Challenge ▸ Which lines in the data contain the word "iris"? Return every such line in full, matching case exactly.

[Entries taken from a collection]
(begin)

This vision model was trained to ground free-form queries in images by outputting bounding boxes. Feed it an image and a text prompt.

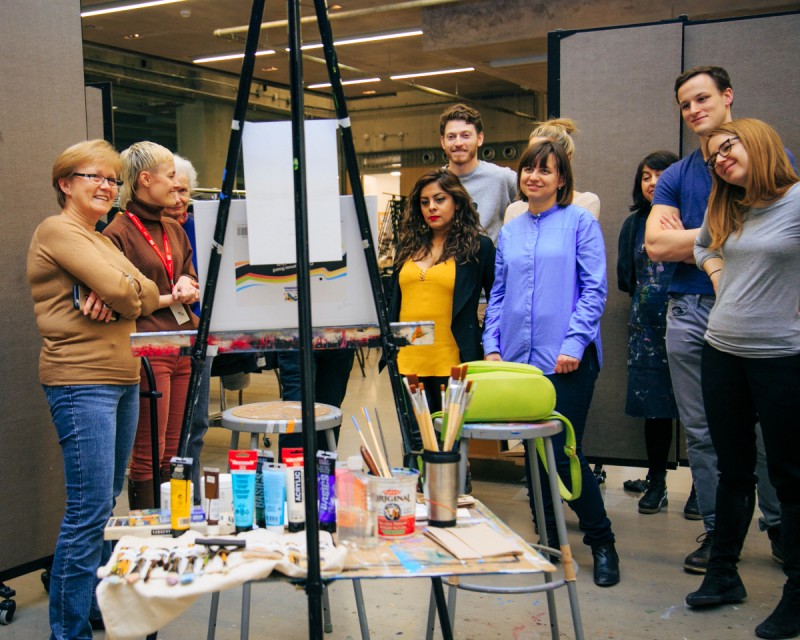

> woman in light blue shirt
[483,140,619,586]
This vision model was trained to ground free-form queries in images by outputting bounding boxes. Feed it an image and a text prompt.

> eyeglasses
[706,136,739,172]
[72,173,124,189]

(end)
(begin)

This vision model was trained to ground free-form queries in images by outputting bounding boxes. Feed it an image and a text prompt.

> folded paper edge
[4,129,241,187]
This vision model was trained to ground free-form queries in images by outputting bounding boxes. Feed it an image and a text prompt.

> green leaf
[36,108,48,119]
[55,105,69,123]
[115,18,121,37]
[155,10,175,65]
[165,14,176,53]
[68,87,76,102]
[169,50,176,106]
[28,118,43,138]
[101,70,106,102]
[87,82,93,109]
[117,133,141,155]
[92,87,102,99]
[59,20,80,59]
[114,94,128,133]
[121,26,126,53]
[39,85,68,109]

(end)
(begin)

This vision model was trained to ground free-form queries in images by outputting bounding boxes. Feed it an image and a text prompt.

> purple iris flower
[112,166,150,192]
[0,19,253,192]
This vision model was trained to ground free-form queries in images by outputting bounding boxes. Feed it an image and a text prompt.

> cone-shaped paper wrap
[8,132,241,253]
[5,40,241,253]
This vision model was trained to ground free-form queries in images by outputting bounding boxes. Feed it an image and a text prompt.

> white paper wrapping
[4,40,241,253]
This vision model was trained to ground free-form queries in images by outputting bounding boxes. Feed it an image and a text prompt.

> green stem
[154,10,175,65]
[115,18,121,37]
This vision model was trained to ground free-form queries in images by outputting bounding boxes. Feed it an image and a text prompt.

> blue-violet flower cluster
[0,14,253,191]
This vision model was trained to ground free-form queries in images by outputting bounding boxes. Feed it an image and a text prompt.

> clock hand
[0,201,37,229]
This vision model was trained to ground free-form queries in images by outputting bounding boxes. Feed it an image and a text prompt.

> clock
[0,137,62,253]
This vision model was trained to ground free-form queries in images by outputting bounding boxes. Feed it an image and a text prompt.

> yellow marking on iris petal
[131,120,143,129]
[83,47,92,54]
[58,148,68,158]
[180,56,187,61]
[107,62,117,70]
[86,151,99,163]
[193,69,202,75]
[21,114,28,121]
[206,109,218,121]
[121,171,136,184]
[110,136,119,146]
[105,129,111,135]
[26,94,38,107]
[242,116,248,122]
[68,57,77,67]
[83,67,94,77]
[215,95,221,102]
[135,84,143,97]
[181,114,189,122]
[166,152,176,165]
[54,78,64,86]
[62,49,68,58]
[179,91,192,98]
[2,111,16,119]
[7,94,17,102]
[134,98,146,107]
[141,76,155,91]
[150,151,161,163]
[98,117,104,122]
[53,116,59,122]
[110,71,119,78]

(end)

Full output ▸
> purple iris flower
> yellow marking on iris petal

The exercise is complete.